PROVIDED ENTRIES START

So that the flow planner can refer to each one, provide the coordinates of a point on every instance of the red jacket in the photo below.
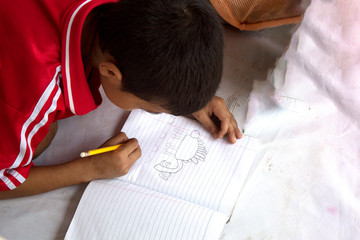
(42, 76)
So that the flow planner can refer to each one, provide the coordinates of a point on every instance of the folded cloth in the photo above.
(257, 14)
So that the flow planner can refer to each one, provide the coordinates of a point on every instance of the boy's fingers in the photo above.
(231, 134)
(225, 125)
(208, 123)
(131, 146)
(136, 154)
(117, 139)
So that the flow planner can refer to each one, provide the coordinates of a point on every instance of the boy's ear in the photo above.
(109, 70)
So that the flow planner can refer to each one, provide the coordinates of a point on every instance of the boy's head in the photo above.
(168, 52)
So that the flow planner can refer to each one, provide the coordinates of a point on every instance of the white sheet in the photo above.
(305, 182)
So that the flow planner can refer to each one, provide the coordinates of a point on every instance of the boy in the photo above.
(157, 55)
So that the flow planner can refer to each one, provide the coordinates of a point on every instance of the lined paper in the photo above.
(214, 182)
(184, 186)
(118, 210)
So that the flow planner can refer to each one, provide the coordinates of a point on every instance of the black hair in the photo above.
(168, 51)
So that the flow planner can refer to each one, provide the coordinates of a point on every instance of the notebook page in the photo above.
(112, 209)
(180, 158)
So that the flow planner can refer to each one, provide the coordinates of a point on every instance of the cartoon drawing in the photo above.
(190, 150)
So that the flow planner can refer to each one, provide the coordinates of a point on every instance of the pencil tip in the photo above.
(84, 154)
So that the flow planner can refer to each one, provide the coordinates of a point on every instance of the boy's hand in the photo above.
(217, 118)
(118, 162)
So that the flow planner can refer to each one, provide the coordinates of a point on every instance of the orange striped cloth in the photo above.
(258, 14)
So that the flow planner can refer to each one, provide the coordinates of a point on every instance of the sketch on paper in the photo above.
(182, 148)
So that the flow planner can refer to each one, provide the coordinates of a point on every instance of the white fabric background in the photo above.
(306, 178)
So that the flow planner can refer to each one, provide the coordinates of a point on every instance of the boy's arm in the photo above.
(106, 165)
(224, 122)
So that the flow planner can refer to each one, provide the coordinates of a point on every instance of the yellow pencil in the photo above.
(99, 150)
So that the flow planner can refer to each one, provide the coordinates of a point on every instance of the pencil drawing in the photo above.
(191, 149)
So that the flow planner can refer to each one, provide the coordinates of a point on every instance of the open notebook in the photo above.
(184, 186)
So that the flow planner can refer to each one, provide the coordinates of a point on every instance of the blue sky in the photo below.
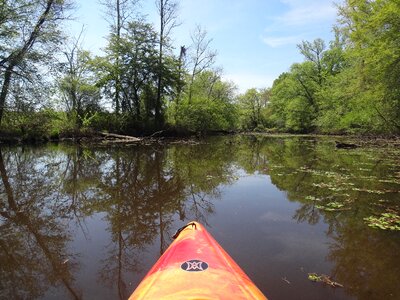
(255, 39)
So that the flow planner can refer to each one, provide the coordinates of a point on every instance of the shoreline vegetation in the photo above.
(168, 136)
(144, 86)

PROVIDED ENTRIES END

▸ EXERCISE REQUIREMENTS: Drop the pictures and reproduce the rest of the data exactly.

▸ RESPONSE AREA:
So that the flow planner can refer to each one, provide the coordinates of a point on every instance of the red jacket in the photo below.
(42, 76)
So that the flow planner can refer to each one, provide the coordinates of a point on every instance of the folded cloth in the photo above.
(257, 14)
So that the flow planner can refer to each one, provide the coordinates of a point on every instance of the boy's fingers in the photo above.
(231, 134)
(225, 125)
(208, 123)
(131, 146)
(136, 154)
(117, 139)
So that the flow planner can refer to each one, provide the coordinates of a point on every instance of the boy's ear in the photo above.
(109, 70)
So that the flow planner can refer to each one, provide the coordinates of a point on every instance of the boy's head in the photo above.
(168, 52)
So that the flow planner can refer to each one, provide the coordinates of a point on every instance of the white sheet in the photo above.
(305, 182)
So that the flow planner can refer to each one, provide the coordinates of a point on every instance of the boy in the photo above.
(157, 55)
So that the flow planner can refer to each one, provide the coordinates of a point on every instance of the lined paper in the photo above.
(214, 182)
(184, 186)
(118, 210)
So that the flow planner can refer to each one, provide the coordinates of a point on every instance of the black hair in the photo above.
(168, 51)
So that the flow planner can refer to each one, provide the coordinates of a point on every instance of the notebook page in the photo above.
(112, 209)
(180, 158)
So that the flow planner can refer to each one, provide the coordinates of a point on every instance of the cartoon drawing in the photo above.
(190, 150)
So that the flow planner can refer to each one, provide the coordinates of a point on every instance of the pencil tip in the photo above.
(84, 154)
So that the flow planner can refer to each one, provide the coordinates of a point on every instance of the boy's hand in the photo above.
(217, 118)
(118, 162)
So that the flow planner can refer to each one, provide the coordinates of a point on every instance of the orange striped cloth in the photo above.
(258, 14)
So that the flow planner can refer to each one, provide the coordinates of a point on every instance of the sketch on paper in the photo above.
(182, 148)
So that the flow planner can refer to each one, provide the coordinates of a point on every instance of the white fabric background in the photo above.
(306, 178)
So that the flow planner can refer to each one, provide the coordinates of a point on every instance of the boy's arm in the photo above.
(106, 165)
(224, 122)
So that the flow planner can refer to each one, provide the coordinates of a point on every instance of the yellow pencil in the photo above.
(99, 150)
So that the flow planner can refer to each one, provide the coordinates of a point on every instance of the pencil drawing in the photo above.
(191, 149)
So that the flow planner can refer to each one, provide the coordinates of a point on every instance of the open notebook in the photo above.
(184, 186)
So that the flow planner can refer to each one, provide the coordinates of a point on every instance of the blue sky in the photo below.
(255, 39)
So that the flow planner can refer to each one, provide the coordinates of a point on every instance of the shoreline vegetation in the photo above.
(168, 136)
(144, 86)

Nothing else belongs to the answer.